Religious activity is a very important part of daily life in most parts of Africa, and these practices are continued when immigrants make their new homes in the United States. The wide array of African churches, and more recently mosques, in the Philadelphia area is evidence of the need for and appreciation of spiritual support practiced in familiar ways.
The religious practices in these churches differ from American churches in various ways. There is an effort to recreate an atmosphere from the home country through music and singing. Swaying and rhythmic movement often accompany music. Church decoration may also be somewhat Africanized, and many worshipers dress in traditional clothing. The overall feeling is one of "home."
Sermon topics often address issues of immigration or events in the home countries. Religion seems to be a solace in particular for refugees who have lived through atrocities, been uprooted, seen some relatives killed and lost contact with others. Prayers are said for those living at home in uncertainty, for people biding their time in refugee camps where conditions are hard, and for the souls of those killed during civil war. Even pastors without refugees in their congregation, regularly address issues of immigration in their sermons. Prayers are said for immigrants who suffer discrimination due to nationality, color, or accent. Worship is thus used as therapy for the distress associated with resettlement and immigration.
When many immigrants choose a church, nationality or ethnicity may take precedence over denomination. Thus, Sierra Leoneans of diverse church backgrounds attend the Mt. Zion United African Church, of the United Brethren denomination, in order to be with others from their home country and to hear some Krio. Sundays may be the only day of rest for many hard-working immigrants, so Sunday worship takes on a festive quality.

********************

## [Exercise requirements]
1. Write out the passage on African immigrant churches starting with "Sermon topics often" and going on through "resettlement and immigration.", changing "therapy" to "comfort".
2. According to the passage on African immigrant churches, why do Sierra Leoneans of diverse church backgrounds attend the Mt. Zion United African Church?

## [Recorded data]
********************

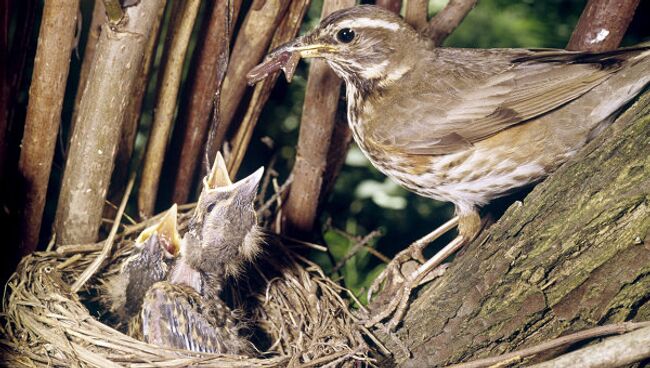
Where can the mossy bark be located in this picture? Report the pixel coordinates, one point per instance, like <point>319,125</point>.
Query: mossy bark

********************

## [Outputs for the tasks]
1.
Sermon topics often address issues of immigration or events in the home countries. Religion seems to be a solace in particular for refugees who have lived through atrocities, been uprooted, seen some relatives killed and lost contact with others. Prayers are said for those living at home in uncertainty, for people biding their time in refugee camps where conditions are hard, and for the souls of those killed during civil war. Even pastors without refugees in their congregation, regularly address issues of immigration in their sermons. Prayers are said for immigrants who suffer discrimination due to nationality, color, or accent. Worship is thus used as comfort for the distress associated with resettlement and immigration.

2. To be with others from their home country and to hear some Krio.